# start of Provided text
Such overreach became the ostensible pretext for the 2006 military coup, which forced Thaksin into exile and ushered in eight years of brutal political contest between his elite proxies and grassroots ‘red shirt’ supporters on the one hand, and an alliance of conservative–royalist elites and ‘yellow shirt’ activists on the other. To the frustration of the latter camp, pro-Thaksin parties went on to win both post-coup elections in 2007 and 2011, with his sister Yingluck Shinawatra serving as prime minister at the time of the most recent military intervention in 2014.

As Kevin Hewison writes in this week’s lead article, the incumbent junta, led by former general Prayuth Chan-o-cha, ‘seized power determined to avoid the mistakes of 2006: the failure to neuter Thaksin, his parties and his supporters’.

Key to this determination to avoid the ‘failures’ of 2006–14 is to ensure that any elected government is so constrained by ‘[a] confetti of laws and rules reserv[ing] real power for the military, the military-appointed Senate and various state and “independent” agencies’ that it will not be able to consolidate its authority after elections promised for February 2019. New electoral rules also appear designed to encourage a fragmented Parliament and a weak coalition government after any polls.
# end of Provided text
→ **Set task A**
According to the excerpt on Thai politics, who led the incumbent junta?
The records bear no relation to the excerpt on Thai politics.
# start of The data
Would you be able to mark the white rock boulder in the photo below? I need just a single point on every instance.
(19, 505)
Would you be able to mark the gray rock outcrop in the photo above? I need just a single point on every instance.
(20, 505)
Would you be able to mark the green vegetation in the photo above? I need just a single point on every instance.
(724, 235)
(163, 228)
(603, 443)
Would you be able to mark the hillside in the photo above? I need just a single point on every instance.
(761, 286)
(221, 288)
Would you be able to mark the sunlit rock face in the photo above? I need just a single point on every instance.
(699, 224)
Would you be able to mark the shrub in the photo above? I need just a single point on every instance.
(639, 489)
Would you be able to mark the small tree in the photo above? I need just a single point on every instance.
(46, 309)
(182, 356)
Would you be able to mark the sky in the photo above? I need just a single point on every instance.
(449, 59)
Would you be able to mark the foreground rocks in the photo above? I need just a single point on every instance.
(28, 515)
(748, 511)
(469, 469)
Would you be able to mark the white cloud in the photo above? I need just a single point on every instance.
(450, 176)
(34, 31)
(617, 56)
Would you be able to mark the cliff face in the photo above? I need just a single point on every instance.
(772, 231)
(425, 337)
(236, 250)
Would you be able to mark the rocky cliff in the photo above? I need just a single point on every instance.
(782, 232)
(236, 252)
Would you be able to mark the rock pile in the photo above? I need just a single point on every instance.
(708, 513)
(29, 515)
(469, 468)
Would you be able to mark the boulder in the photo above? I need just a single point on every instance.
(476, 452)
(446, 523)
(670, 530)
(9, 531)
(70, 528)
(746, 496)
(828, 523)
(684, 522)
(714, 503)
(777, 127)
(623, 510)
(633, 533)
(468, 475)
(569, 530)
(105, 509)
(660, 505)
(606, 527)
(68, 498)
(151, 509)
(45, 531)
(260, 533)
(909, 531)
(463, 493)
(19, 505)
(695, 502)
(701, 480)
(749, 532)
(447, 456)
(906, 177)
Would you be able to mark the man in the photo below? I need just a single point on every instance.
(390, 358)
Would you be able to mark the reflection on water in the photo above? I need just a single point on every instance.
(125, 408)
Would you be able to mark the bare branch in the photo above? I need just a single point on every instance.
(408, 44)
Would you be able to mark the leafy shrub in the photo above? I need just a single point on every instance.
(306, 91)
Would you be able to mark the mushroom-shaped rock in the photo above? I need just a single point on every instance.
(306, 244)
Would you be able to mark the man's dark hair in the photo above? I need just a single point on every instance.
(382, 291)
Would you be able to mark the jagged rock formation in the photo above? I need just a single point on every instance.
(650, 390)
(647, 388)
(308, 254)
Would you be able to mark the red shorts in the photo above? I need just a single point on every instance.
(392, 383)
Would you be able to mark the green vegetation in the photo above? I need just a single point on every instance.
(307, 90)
# end of The data
→ **Set task B**
Reproduce verbatim the part of the records that opens with the line containing "Would you be able to mark the mushroom-shaped" and continues through the end of the records.

→ **Task answer A**
Former general Prayuth Chan-o-cha led the incumbent junta.

→ **Task answer B**
Would you be able to mark the mushroom-shaped rock in the photo above? I need just a single point on every instance.
(306, 244)
Would you be able to mark the man's dark hair in the photo above? I need just a single point on every instance.
(382, 291)
Would you be able to mark the jagged rock formation in the photo above? I need just a single point on every instance.
(650, 390)
(647, 388)
(308, 254)
Would you be able to mark the red shorts in the photo above? I need just a single point on every instance.
(392, 383)
Would you be able to mark the green vegetation in the photo above? I need just a single point on every instance.
(307, 90)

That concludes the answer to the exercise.